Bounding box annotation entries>
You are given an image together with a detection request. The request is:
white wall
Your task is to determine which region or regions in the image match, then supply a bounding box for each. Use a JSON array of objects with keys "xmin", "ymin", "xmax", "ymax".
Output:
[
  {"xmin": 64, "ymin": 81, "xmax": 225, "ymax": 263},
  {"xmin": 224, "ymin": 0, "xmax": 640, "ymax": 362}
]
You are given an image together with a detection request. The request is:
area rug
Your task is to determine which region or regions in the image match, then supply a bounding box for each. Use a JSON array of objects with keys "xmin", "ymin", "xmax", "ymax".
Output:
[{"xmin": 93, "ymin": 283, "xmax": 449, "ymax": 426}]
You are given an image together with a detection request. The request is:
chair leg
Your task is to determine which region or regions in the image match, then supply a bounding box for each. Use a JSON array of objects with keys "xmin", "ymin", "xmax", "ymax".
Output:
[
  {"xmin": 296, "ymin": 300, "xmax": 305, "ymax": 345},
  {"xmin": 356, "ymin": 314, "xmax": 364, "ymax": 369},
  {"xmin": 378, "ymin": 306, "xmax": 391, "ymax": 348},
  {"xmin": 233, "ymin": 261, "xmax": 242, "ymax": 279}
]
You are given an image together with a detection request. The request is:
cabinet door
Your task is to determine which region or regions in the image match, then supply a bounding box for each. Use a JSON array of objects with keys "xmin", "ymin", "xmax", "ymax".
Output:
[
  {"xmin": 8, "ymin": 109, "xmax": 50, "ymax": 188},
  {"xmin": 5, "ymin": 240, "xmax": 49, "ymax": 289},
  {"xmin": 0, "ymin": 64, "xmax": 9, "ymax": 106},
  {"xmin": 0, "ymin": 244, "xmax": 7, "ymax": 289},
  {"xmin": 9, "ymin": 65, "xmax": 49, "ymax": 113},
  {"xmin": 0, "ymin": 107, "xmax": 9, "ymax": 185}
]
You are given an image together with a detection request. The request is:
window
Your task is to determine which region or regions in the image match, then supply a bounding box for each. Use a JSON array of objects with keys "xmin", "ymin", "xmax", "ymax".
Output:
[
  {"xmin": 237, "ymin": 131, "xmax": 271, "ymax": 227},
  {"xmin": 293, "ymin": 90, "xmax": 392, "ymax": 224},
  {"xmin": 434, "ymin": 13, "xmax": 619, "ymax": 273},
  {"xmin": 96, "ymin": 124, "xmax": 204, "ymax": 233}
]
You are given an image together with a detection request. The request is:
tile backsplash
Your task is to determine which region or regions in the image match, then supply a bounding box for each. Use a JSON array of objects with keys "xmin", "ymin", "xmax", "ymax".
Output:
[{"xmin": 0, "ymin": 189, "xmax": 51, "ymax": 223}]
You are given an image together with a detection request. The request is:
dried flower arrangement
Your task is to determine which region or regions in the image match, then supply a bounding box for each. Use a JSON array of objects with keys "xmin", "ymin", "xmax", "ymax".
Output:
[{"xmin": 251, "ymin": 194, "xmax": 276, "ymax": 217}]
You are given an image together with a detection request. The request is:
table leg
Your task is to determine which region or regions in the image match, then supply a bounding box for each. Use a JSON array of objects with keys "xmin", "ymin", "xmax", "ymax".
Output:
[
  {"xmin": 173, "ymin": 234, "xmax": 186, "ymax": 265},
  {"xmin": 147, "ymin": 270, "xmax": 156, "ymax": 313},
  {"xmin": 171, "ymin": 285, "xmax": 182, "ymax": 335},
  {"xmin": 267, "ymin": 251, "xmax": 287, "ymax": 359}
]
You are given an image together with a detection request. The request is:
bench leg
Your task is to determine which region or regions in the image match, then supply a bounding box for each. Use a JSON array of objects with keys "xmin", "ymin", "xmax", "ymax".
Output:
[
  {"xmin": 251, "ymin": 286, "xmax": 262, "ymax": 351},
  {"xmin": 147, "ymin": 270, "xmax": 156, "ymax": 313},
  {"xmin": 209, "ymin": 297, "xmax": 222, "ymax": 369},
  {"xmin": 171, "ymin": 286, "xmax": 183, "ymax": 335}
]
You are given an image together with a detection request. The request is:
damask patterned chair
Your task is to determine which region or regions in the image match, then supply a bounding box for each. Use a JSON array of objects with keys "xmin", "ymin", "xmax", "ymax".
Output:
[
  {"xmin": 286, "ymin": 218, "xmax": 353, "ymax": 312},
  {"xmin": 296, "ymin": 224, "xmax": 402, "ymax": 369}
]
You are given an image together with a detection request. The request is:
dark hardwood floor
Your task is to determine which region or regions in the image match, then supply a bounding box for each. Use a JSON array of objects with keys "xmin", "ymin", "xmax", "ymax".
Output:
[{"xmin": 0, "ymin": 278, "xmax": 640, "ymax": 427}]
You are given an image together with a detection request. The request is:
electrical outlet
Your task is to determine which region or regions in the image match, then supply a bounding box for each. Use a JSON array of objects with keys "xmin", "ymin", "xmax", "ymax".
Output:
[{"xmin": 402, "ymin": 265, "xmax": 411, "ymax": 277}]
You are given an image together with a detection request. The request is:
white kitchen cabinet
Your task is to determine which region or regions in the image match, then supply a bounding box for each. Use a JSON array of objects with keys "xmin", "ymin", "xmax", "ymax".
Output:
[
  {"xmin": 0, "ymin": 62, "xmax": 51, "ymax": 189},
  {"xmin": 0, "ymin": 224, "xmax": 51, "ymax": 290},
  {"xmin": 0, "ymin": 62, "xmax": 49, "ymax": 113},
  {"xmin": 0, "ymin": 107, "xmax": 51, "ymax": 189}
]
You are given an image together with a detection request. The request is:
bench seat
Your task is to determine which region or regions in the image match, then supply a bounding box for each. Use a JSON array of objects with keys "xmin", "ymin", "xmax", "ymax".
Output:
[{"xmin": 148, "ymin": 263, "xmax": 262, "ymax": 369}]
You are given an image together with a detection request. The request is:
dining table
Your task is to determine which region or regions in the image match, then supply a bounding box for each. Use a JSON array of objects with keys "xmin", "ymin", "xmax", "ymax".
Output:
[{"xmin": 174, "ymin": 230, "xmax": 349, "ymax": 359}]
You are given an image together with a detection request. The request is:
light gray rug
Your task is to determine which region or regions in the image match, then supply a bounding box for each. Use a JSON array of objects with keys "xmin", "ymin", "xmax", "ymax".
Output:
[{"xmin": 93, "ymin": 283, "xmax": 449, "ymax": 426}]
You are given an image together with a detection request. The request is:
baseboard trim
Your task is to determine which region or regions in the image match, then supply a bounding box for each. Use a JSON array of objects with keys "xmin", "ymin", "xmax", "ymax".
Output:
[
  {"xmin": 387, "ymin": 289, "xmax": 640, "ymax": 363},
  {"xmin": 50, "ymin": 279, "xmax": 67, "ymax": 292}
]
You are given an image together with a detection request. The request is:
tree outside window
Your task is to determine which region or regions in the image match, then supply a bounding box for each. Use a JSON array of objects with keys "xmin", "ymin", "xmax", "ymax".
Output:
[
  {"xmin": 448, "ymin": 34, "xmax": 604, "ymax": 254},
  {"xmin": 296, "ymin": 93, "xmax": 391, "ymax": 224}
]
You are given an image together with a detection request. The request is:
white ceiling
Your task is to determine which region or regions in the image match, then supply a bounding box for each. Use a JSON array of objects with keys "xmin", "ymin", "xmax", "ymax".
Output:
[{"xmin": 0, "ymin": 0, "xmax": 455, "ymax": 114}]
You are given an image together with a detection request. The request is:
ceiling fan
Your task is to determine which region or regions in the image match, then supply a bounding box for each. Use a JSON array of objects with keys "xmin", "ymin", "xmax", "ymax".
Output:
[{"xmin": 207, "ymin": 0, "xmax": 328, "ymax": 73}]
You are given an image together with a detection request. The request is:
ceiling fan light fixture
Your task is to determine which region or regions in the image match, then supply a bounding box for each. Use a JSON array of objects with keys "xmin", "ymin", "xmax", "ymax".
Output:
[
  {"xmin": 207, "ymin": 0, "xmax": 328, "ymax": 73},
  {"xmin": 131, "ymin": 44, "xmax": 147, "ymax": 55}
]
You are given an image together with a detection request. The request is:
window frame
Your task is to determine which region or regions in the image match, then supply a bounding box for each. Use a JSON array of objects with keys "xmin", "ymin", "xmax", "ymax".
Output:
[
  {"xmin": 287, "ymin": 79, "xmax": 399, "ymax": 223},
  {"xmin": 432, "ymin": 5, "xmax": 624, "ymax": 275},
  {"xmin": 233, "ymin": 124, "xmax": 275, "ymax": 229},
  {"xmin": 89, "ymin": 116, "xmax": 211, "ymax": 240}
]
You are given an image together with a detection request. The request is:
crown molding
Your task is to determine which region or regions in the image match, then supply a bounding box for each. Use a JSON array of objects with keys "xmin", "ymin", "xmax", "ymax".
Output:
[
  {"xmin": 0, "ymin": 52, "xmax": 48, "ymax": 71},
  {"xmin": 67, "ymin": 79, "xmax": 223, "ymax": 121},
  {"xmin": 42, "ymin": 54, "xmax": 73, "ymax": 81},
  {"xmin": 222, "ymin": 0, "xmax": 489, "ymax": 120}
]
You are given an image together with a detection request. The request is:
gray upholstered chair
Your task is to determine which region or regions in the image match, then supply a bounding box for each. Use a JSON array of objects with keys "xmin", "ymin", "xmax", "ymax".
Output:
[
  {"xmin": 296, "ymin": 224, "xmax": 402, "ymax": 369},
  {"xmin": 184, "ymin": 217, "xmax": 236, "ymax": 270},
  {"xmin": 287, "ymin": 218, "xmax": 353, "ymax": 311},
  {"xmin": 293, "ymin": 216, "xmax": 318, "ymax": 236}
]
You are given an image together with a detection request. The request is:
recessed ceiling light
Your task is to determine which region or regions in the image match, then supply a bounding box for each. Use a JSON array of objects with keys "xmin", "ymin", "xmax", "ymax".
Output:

The problem> List every line in the items above that contains the word "window". Case counts.

Reply>
window
tree outside window
window frame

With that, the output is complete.